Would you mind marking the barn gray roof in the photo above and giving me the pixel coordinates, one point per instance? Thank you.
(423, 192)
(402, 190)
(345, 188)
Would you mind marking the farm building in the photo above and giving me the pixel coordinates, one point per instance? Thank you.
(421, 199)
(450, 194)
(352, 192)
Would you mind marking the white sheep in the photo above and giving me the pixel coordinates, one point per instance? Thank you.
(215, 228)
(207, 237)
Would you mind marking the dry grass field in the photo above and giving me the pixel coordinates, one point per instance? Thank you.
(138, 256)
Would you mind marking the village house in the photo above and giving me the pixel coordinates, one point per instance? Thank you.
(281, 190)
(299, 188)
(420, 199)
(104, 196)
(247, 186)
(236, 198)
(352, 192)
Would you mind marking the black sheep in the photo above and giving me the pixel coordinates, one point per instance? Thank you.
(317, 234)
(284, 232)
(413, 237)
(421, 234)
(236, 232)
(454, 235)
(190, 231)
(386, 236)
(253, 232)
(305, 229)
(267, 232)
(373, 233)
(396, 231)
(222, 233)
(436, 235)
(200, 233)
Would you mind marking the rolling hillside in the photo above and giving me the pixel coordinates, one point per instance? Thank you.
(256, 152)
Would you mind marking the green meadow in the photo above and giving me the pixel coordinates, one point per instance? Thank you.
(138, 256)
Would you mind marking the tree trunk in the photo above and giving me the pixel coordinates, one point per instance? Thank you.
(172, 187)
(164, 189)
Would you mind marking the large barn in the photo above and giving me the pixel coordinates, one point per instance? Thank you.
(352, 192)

------------------------

§ **The problem**:
Reproduce exactly what appears from the line containing "Would you mind marking the farm" down to the final line of the data.

§ **Solution for this problem**:
Would you mind marking the farm building in the photo above and giving me the pixel coordinates, one point per instance? Thank you.
(421, 199)
(450, 194)
(352, 192)
Would you mind marking the white sheep in the photo above and giving me the pixel coordinates, one point per instance? Thank you.
(215, 228)
(207, 237)
Would you mind marking the dry grass field in the photo above and giving me the pixel coordinates, one point per instance? Thank you.
(138, 256)
Would you mind marking the village house in the photo above and giving me the pixel coordinates, one point per instance? Thank you.
(281, 190)
(299, 188)
(420, 199)
(104, 196)
(247, 186)
(236, 198)
(352, 192)
Would you mind marking the black sheep in the photo above and giving me the pixel coordinates, one point per instance? Thank you.
(317, 234)
(284, 232)
(413, 237)
(421, 234)
(236, 232)
(454, 235)
(190, 231)
(386, 236)
(253, 232)
(305, 229)
(267, 232)
(373, 233)
(396, 231)
(222, 233)
(436, 235)
(200, 233)
Would you mind marking the rolling hillside in the photo above and giving me the pixel coordinates, one point per instance? Thank you.
(256, 152)
Would you mind marking the green meadow in the photo above and giving me the pixel coordinates, one point per instance? Thank you.
(138, 256)
Would you mind marking the tree trunk in the photo above and giving me the pixel coordinates, one point per instance? Thank you.
(172, 187)
(164, 189)
Would you mind marking the large barn in the photo above and giving me the pixel coordinates, one point per instance? Thank you.
(352, 192)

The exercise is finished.